▶ Required work:
A. From the Maderna thread, write out the text starting with "Here two pieces" and going on through "2nd world war.".
B. Answer these questions using the Maderna thread:
(i) Where was Maderna very active immediately after the Second World War?
(ii) How old was Maderna when he composed his Requiem?
(iii) In what year and in what city did the Requiem premiere?

Here two pieces by the then very young Maderna :










It very evident the heavy Bartok's influence over the young Maderna (more in 2 pianos and instruments). Still his unique voice is already there...Maderna had a huge influence over all italian (but not only italian) young composers of the second half of the 20th century. He was very active in Darmstadt immediately after the 2nd world war.


----------



## proclo

and here his Requiem ; composed wen he was only 26 years old :





The premiere was in 2009 in Venice. The score was "lost" and was rediscovered only few years back. This composition was never heard by Maderna.


----------



## science

On the "complete works for orchestra" series from Neos, is any particular one of the volumes more highly recommended? Or are they just undifferentiated greatness?


----------



## Guest

science said:


> On the "complete works for orchestra" series from Neos, is any particular one of the volumes more highly recommended? Or are they just undifferentiated greatness?

▶ Supplied entries:
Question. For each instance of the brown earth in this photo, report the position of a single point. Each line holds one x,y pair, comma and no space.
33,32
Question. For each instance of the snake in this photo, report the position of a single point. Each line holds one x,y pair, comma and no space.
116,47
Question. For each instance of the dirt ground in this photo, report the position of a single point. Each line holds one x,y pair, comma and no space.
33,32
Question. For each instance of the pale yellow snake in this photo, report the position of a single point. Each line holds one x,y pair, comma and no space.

▶ Solutions to the exercise:
A.
Here two pieces by the then very young Maderna :










It very evident the heavy Bartok's influence over the young Maderna (more in 2 pianos and instruments). Still his unique voice is already there...Maderna had a huge influence over all italian (but not only italian) young composers of the second half of the 20th century. He was very active in Darmstadt immediately after the 2nd world war.

B.
(i) Darmstadt
(ii) 26 years old
(iii) 2009, in Venice